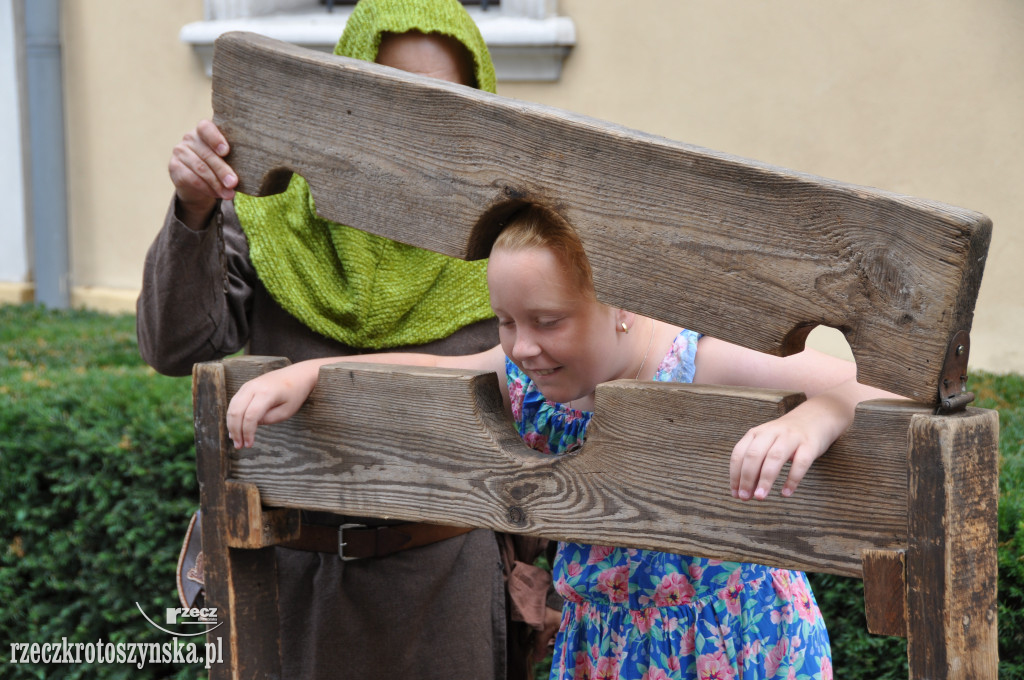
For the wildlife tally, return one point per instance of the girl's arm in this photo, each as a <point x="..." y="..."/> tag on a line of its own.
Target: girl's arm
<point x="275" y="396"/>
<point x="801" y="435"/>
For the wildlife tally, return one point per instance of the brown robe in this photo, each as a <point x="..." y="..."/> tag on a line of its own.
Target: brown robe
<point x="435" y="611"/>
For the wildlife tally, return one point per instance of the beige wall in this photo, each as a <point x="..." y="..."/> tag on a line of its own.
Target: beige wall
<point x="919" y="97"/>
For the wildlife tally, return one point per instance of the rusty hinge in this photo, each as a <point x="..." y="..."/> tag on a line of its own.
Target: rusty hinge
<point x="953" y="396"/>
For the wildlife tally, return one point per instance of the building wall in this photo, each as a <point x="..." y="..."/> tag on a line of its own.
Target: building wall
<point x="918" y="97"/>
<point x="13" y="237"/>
==========
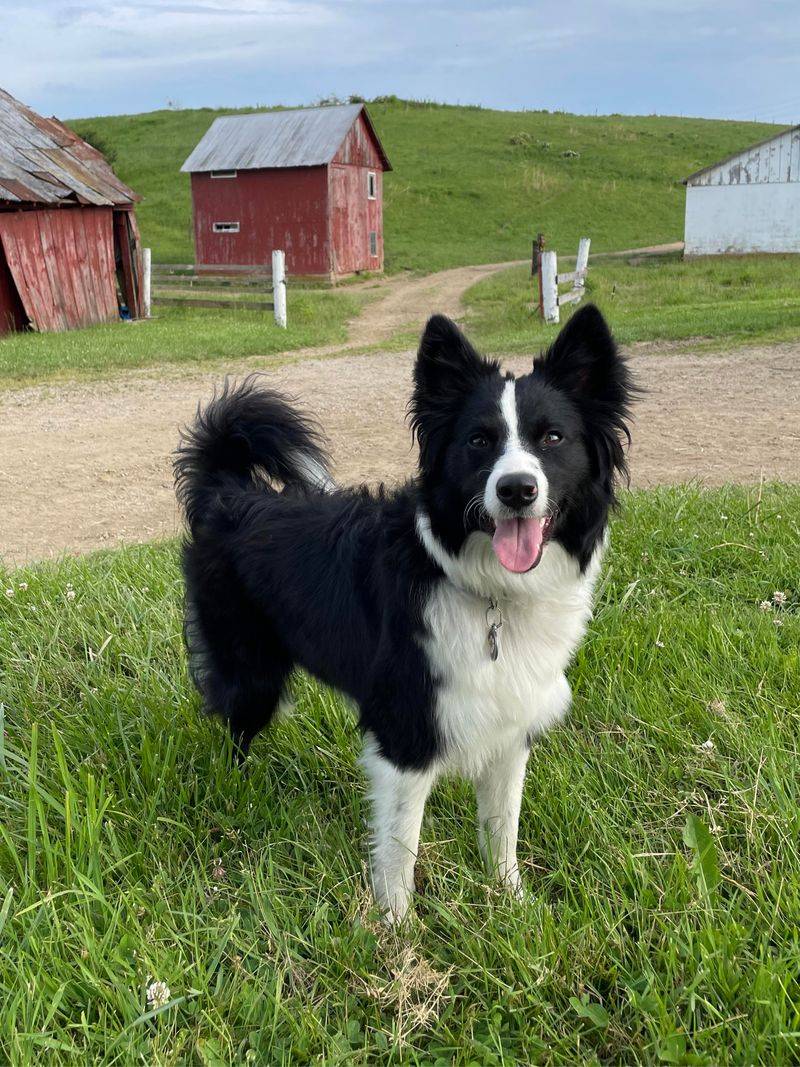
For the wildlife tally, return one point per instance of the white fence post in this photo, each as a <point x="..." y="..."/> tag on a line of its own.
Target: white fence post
==========
## Stated problem
State how many lines in the records above contain the word "fence". Give only the number.

## The result
2